Passage »
The Waiting Room

The Waiting Room is a performative situation where the participants experience and explore encounters between strangers. Before I went to the Waiting Room, I experienced feelings of anxiety, nervousness, and also more positive ones, like excitement. In everyday life, waiting is not something that people do just for the purpose of it, it’s something that needs to be done because you are waiting for something else. And usually when you wait, you have a pretty good knowledge of what is to be expected once your wait is over. In this case, I didn’t know, and that added a special feeling to the waiting.

When I first arrived at Flutgraben (Kunstfabrik), I had to stand in line, walk up to a desk, identify myself to recieve a bunch of papers to fill out, and then was asked to sit down and wait. And that’s how it was; the participants waited, got called to another desk and then showed to a room. All and all, there were thirteen different interview situations, after more than three hours at The Waiting Room I made it through five of them. All created in a various nature, which made it very unpredictable. My first interview started with me knocking on a door and a man on the other side asked, “Come in or stay?” I decided to enter, and the questions continued in the same way, two men looking straight into my eyes, being very close, and always giving me the choice of two options: “Poor or sexy?”, ”Kreuzberg or Schöneberg?”, ”beauty or intelligence?”, all while they where writing on a typewriter. The whole experience was intense and ended with the participant recieving a grade and a review of how they percieved you.

Coordinate annotation records »
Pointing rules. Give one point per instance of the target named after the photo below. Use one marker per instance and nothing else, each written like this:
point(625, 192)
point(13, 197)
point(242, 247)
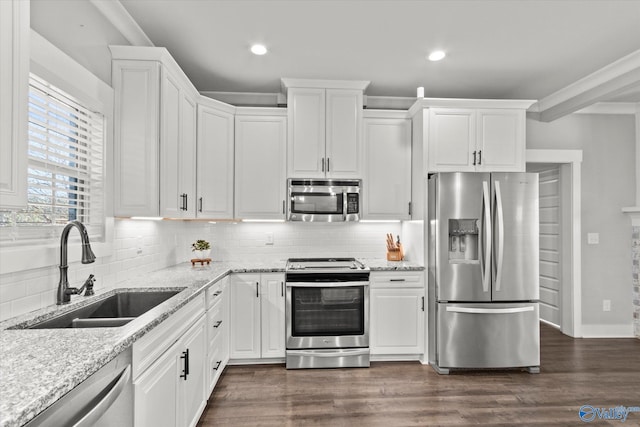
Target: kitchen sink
point(116, 310)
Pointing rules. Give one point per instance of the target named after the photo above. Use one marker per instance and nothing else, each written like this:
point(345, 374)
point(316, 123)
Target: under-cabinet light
point(436, 55)
point(258, 49)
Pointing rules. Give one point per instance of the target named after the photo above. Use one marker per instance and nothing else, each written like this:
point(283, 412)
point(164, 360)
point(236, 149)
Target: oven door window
point(316, 203)
point(324, 311)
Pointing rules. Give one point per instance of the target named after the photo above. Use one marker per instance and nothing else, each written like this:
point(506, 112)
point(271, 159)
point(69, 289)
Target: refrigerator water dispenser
point(463, 240)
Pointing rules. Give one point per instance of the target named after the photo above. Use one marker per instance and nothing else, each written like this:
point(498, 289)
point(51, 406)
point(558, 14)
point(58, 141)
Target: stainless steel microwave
point(324, 200)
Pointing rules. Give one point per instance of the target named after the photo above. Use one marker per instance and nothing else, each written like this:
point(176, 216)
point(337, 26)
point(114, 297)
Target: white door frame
point(570, 162)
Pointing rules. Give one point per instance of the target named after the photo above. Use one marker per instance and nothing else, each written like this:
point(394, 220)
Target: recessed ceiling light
point(258, 49)
point(436, 55)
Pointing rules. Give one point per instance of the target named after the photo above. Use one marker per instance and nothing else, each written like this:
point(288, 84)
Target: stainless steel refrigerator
point(483, 271)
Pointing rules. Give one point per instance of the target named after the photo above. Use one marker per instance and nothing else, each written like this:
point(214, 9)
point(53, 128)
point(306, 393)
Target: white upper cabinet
point(343, 135)
point(451, 139)
point(155, 135)
point(14, 86)
point(260, 182)
point(501, 140)
point(215, 160)
point(136, 138)
point(324, 128)
point(306, 131)
point(474, 135)
point(387, 154)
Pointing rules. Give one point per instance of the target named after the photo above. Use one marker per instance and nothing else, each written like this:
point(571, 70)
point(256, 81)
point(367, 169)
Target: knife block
point(396, 254)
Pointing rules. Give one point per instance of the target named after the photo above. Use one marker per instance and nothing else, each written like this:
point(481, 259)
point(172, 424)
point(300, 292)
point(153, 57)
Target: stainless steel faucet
point(64, 291)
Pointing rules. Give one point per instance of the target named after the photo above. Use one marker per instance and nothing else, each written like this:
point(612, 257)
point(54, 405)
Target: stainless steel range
point(327, 313)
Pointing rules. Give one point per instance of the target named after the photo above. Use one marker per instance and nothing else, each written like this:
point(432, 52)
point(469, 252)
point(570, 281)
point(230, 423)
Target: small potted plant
point(201, 249)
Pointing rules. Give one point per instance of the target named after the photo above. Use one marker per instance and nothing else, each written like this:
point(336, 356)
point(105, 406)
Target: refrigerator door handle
point(499, 247)
point(474, 310)
point(485, 229)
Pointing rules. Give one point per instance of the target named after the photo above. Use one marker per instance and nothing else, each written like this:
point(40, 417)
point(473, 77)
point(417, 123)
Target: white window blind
point(65, 167)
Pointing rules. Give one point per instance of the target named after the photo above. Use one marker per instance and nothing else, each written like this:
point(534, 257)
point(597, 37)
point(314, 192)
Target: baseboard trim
point(624, 330)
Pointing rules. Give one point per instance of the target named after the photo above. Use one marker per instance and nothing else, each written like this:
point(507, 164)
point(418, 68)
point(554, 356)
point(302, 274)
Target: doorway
point(550, 242)
point(560, 229)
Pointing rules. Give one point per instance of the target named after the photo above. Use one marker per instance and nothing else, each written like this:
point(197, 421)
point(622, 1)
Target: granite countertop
point(39, 366)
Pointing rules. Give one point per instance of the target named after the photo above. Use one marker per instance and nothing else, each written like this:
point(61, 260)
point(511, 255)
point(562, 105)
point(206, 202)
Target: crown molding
point(614, 79)
point(286, 83)
point(610, 108)
point(115, 13)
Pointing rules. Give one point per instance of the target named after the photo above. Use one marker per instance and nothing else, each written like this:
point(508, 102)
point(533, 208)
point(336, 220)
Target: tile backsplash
point(143, 246)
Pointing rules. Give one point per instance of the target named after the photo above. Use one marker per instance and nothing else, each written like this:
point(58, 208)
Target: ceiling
point(521, 49)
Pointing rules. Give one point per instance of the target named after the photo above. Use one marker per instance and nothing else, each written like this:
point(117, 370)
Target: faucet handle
point(88, 286)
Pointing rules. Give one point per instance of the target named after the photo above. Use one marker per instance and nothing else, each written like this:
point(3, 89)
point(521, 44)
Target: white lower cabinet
point(171, 391)
point(397, 313)
point(169, 376)
point(257, 321)
point(217, 332)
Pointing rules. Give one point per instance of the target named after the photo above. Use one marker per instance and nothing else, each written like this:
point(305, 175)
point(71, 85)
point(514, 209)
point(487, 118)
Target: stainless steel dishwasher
point(105, 399)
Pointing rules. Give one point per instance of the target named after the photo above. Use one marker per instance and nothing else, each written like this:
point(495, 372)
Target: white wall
point(608, 184)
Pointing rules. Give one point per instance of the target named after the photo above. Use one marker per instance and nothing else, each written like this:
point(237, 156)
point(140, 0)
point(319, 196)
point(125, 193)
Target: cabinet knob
point(185, 358)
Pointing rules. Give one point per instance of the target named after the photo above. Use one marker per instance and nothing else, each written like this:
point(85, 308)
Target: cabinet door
point(452, 137)
point(187, 155)
point(260, 181)
point(306, 133)
point(136, 158)
point(387, 184)
point(14, 86)
point(192, 389)
point(215, 163)
point(273, 317)
point(343, 133)
point(244, 338)
point(397, 321)
point(501, 140)
point(156, 392)
point(170, 200)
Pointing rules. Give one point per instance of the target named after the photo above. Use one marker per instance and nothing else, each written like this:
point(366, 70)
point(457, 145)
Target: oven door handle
point(325, 284)
point(330, 352)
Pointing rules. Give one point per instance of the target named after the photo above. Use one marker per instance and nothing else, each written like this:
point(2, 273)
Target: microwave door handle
point(499, 244)
point(344, 205)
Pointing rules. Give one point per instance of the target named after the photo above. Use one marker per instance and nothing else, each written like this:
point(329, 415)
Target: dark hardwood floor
point(604, 373)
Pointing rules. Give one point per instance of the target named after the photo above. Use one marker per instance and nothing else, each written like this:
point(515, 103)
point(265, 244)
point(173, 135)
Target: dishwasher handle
point(94, 414)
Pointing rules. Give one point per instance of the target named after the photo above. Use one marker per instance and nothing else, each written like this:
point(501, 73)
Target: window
point(65, 168)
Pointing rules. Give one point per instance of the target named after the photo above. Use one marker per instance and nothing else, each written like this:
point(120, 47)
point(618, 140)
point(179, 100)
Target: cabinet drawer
point(413, 279)
point(214, 294)
point(216, 361)
point(148, 348)
point(215, 321)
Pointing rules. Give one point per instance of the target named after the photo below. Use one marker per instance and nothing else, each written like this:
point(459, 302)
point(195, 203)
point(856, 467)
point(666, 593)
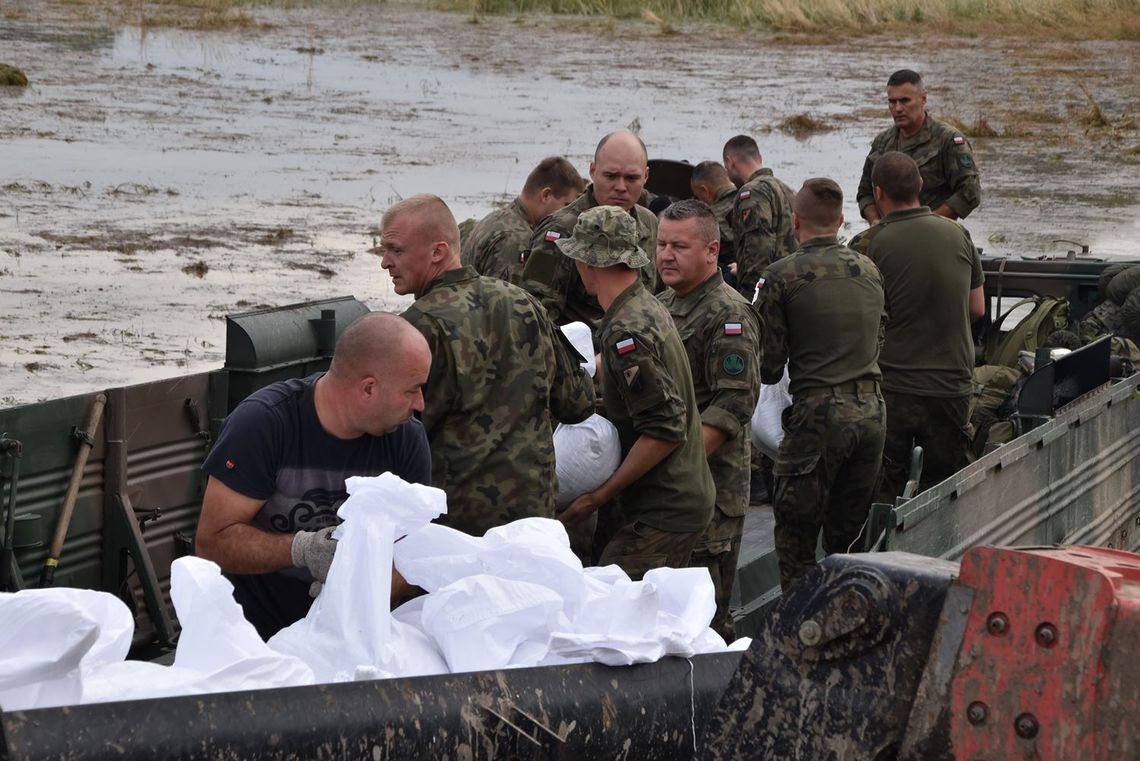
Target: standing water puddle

Set of tasks »
A - In the Waiting Room account, rewrite the part starting with "The Waiting Room is" and going on through "to the waiting.", renaming "Waiting Room" to "Holding Room".
B - In the Waiting Room account, how many interview situations were there in total?
C - Proceed with the account of the visit to the Waiting Room from where it stops.

Set of answers »
A -
The Holding Room is a performative situation where the participants experience and explore encounters between strangers. Before I went to the Holding Room, I experienced feelings of anxiety, nervousness, and also more positive ones, like excitement. In everyday life, waiting is not something that people do just for the purpose of it, it’s something that needs to be done because you are waiting for something else. And usually when you wait, you have a pretty good knowledge of what is to be expected once your wait is over. In this case, I didn’t know, and that added a special feeling to the waiting.

B - Thirteen.

C -
Three of the other interviews were focused on research. It was about the participants’ ideas of performance art, about technology, email and the connections between patience and social life. Plus, one interview regarding the narrative ideas we have in a society and what kind of idea the participant would like to get rid of. As a participant, I think you decide how much you want to learn and experience, because most of the questions are based on the thoughts and ideas of the persons being interviewed.

The interaction that for me was most out of my comfort zone was when I was invited to sit in a red fluffy chair, and there turned out to be a person inside. One could actually feel the chairperson’s legs while sitting there, with just fabric between us. The chair sang a song to me and asked if such an act was art. I told the chair I would get back to it as soon as I truly understood what is art- however, I still don’t have an answer.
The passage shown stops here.